Dabei bekommen die Team-Mitglieder auf Dauer auch über die Unternehmens- und Abteilungsziele einen vertiefteren Einblick und lernen die Perspektiven im Unternehmen besser kennen. Sie öffnen sich verstärkt durch Wertschätzung und einer transparenten Vertrauenskultur und zeigen dadurch deutlich ein gesteigertes Verantwortungsbewusstsein bzw. Unternehmensidentifikation.

Das Führungspersonal

Vorgesetzte lernen ihre eigenen Führungsqualitäten und -Skills in der Gesprächsführung im Laufe der Zeit noch besser einzuschätzen und/oder erkennen Defizite im Führungs-Argumentations- und Verhandlungsverhalten. Das Führungspersonal muss sich intensiv mit dem persönlichen Verhalten und dem Leistungsportfolio der Team-Mitglieder auseinandersetzen, diese strukturiert evaluieren, sich dabei präventive Korrekturmaßnahmen zur Verbesserung der Leistungssteigerung und Verhaltensänderungen überlegen, die mit gleichzeitigen Aus- und Weiterbildungsaktivitäten korrelieren.

-----

Arbeitsaufträge >>
a) Beantworte anhand des Lesetextes:
(i) Worüber bekommen die Team-Mitglieder auf Dauer einen vertiefteren Einblick?
(ii) Was lernen Vorgesetzte im Laufe der Zeit noch besser einzuschätzen?
(iii) Womit muss sich das Führungspersonal intensiv auseinandersetzen?
b) Gib den Abschnitt des Lesetextes wortgetreu wieder, der mit den Worten „Dabei bekommen die“ beginnt und mit „Verantwortungsbewusstsein bzw. Unternehmensidentifikation.“ schließt.
Für die Bearbeitung ist die Auflistung ohne Bedeutung.

-----

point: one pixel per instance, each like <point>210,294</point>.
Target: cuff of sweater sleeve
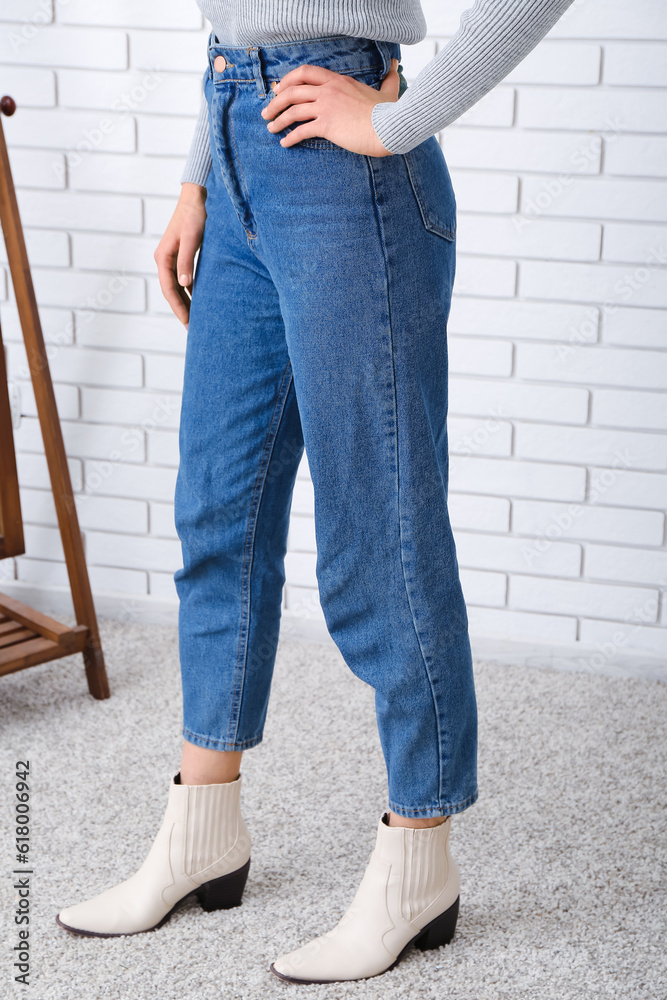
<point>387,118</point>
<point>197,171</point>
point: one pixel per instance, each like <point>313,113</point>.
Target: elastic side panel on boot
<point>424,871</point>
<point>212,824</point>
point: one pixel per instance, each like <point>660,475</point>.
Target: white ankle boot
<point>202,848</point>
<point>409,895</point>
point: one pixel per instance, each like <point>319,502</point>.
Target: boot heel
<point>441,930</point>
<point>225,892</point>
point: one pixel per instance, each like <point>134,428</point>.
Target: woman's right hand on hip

-----

Geordnete Lösungen >>
a)
(i) Über die Unternehmens- und Abteilungsziele.
(ii) Ihre eigenen Führungsqualitäten und -Skills in der Gesprächsführung.
(iii) Mit dem persönlichen Verhalten und dem Leistungsportfolio der Team-Mitglieder.

b)
Dabei bekommen die Team-Mitglieder auf Dauer auch über die Unternehmens- und Abteilungsziele einen vertiefteren Einblick und lernen die Perspektiven im Unternehmen besser kennen. Sie öffnen sich verstärkt durch Wertschätzung und einer transparenten Vertrauenskultur und zeigen dadurch deutlich ein gesteigertes Verantwortungsbewusstsein bzw. Unternehmensidentifikation.